▶ **Text under study**
Oct 6, 2021 - Economy

Exclusive: Prominent Latinos urge NYT to keep publishing Spanish opinion journalism

Picture of the New York Times building sign

Photo: Don Emmert/AFP via Getty Images

Over 100 prominent figures in Latin America are urging The New York Times' publisher to not stop publishing Spanish-written opinion journalism, according to a letter shared exclusively with Axios.

Driving the news: The Times has not published any op-eds that were originally written in Spanish since Sept. 28. The newspaper had been publishing from five to seven such pieces a week.

The big picture: The Times launched its Spanish platform — "NYT en Español" — in 2016, along with a bureau in Mexico, in an effort to expand its news coverage globally. During its existence, the section published around 10 to 15 stories a day, some written in Spanish and some translated from English.

  • Two years ago, the newspaper said it would discontinue original Spanish-written content for its Spanish platform, explaining at the time that it "did not prove financially successful."

▶ **Problem set**
#1 According to the article on the New York Times' Spanish-language opinion pieces, in what year did the Times launch "NYT en Español"?
#2 Proceed with the article on the New York Times' Spanish-language opinion pieces, starting after its final sentence.
The data that follow are not needed for this work.

▶ **Information shown**

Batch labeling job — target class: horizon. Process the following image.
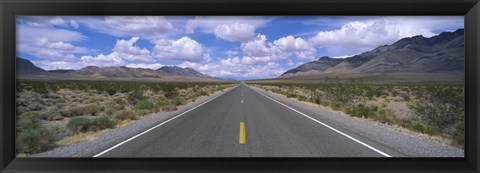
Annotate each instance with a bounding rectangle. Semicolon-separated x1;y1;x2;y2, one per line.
16;16;464;80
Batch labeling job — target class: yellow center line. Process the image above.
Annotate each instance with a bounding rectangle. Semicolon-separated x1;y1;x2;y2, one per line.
238;122;247;144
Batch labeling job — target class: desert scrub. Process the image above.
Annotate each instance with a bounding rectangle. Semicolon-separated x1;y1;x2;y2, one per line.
16;80;234;154
250;80;465;147
67;116;115;134
16;123;56;154
409;86;465;146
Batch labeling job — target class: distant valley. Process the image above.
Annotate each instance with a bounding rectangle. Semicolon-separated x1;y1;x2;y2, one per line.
276;29;465;81
16;57;223;81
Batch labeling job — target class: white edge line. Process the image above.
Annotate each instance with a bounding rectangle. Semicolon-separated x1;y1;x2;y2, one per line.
249;85;392;157
93;85;240;157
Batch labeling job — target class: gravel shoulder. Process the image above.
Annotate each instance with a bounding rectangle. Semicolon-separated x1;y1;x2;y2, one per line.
249;86;464;157
27;86;237;157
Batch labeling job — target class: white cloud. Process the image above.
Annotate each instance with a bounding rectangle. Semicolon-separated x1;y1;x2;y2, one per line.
152;37;211;62
113;37;153;62
241;35;316;63
309;16;463;55
80;52;125;67
127;63;163;70
332;55;354;59
241;34;280;57
78;16;174;40
185;16;271;34
215;22;255;42
17;33;91;61
70;20;80;29
179;60;285;79
273;36;317;60
223;50;238;57
32;61;84;70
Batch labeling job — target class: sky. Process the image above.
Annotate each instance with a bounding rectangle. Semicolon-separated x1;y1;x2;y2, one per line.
16;16;464;80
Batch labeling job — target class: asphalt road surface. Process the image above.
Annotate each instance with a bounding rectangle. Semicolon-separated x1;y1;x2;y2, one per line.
94;84;402;157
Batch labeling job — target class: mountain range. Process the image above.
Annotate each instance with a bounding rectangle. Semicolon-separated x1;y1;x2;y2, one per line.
16;57;222;81
279;29;465;78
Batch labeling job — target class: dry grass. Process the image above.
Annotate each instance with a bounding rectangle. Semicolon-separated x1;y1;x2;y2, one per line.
56;132;98;145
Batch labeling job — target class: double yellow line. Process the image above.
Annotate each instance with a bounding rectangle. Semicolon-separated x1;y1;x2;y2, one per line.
238;88;247;144
238;122;247;144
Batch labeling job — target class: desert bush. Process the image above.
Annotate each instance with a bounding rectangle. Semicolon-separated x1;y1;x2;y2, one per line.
41;107;63;121
27;102;47;111
375;109;399;124
350;104;377;118
17;111;41;127
83;104;103;116
170;97;183;106
449;121;465;148
92;116;115;130
133;100;155;110
67;117;93;134
16;123;56;154
409;87;465;132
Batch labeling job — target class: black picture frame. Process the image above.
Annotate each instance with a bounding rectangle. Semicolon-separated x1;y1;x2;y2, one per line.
0;0;480;173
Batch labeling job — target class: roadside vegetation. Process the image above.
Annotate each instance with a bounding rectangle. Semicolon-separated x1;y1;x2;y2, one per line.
16;80;234;155
250;81;465;148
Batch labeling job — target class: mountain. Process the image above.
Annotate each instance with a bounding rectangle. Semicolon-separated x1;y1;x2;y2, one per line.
282;56;342;76
280;29;465;77
16;57;222;81
70;66;162;78
16;57;47;74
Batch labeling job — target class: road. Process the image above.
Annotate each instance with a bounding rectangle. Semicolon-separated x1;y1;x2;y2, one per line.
94;83;403;157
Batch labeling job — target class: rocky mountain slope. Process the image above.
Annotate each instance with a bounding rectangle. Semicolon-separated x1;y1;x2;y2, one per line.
280;29;465;77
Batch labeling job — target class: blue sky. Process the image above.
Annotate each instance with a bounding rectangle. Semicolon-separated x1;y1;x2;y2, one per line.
16;16;464;79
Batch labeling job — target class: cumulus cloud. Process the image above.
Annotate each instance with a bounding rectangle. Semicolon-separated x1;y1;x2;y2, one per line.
308;17;463;54
223;50;238;57
152;37;211;62
185;16;271;33
32;60;84;70
215;22;255;42
113;37;153;62
241;35;316;62
17;36;90;61
80;52;125;67
78;16;174;40
80;37;156;67
273;36;317;60
179;57;285;79
126;63;163;70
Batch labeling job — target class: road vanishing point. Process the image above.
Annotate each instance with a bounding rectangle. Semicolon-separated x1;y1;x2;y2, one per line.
94;83;416;157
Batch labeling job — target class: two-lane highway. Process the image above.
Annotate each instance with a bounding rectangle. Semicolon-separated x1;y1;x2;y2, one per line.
95;83;398;157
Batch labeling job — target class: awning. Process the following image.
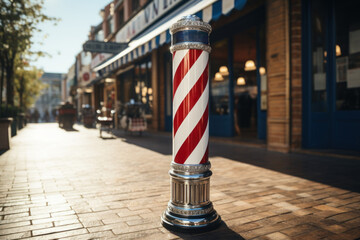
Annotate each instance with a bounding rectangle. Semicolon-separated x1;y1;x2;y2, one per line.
93;0;247;76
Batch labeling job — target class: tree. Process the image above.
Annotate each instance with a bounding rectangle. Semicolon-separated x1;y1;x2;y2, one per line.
14;63;46;110
0;0;56;105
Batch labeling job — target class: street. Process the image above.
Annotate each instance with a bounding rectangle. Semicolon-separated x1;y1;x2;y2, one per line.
0;123;360;240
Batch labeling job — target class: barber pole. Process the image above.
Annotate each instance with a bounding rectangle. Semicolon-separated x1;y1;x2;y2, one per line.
162;15;221;231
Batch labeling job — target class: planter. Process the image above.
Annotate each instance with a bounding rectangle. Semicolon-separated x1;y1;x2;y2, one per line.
0;118;13;151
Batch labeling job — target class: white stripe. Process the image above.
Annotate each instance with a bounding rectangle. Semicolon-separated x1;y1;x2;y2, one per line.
203;5;212;22
159;32;166;45
151;37;156;50
173;81;209;158
184;121;209;164
144;43;149;54
173;51;209;118
173;49;189;79
222;0;235;14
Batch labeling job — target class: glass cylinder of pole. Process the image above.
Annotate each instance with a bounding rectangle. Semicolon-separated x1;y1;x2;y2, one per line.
162;15;221;231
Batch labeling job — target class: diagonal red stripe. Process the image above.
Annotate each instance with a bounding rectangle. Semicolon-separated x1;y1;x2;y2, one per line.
173;64;209;136
173;49;202;96
200;143;209;164
175;106;209;164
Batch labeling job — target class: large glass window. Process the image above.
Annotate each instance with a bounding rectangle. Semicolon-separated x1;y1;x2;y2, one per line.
233;27;258;135
210;39;229;115
334;0;360;110
118;8;124;28
135;59;153;115
311;1;327;112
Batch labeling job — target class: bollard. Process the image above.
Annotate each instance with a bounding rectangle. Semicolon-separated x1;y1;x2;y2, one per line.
161;15;221;232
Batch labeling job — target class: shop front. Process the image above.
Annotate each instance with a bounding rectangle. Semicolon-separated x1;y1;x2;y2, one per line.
94;0;249;133
116;55;154;126
210;5;267;140
302;0;360;150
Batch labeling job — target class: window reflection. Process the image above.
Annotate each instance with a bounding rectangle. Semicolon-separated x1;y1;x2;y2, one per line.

▶ **Your written answers**
#1 2016

#2
  • The Times said it would instead focus on publishing the newspaper's main content translated into Spanish.
  • The only original Spanish-written content the newspaper continued to produce was opinion journalism.
    • Danielle Rhoades Ha, the Times' vice president for communications and spokesperson, told Axios that this was done as an experiment to evaluate ways to "better reach Spanish language audiences with our journalism."

State of play: The letter was addressed to the newspaper's publisher, A.G. Sulzberger. Its signees included former Colombian President Juan Manuel Santos, four other former Latin American presidents, Puerto Rican actor Benicio Del Toro and Chilean award-winning author Isabel Allende.

  • Jon Lee Anderson, an American journalist for The New Yorker who has frequently reported from and about Latin America, was one of the main letter authors. He gathered many of the signatures and sent the letter directly to Sulzberger.
  • The signees said in the letter that while they were saddened by the Times' decision to cut its Spanish-speaking newsroom in 2019, they "felt heartened when Opinión en español was kept in place."

Background: About six weeks ago, "word began circulating amongst my journalistic community that the New York Times was planning to get rid of 'NYT en Español' altogether," Anderson told Axios. This prompted Anderson and other journalists to write a letter to let the Times' leadership know "that we thought highly of the 'NYT en Español' and hoped it would be allowed to continue."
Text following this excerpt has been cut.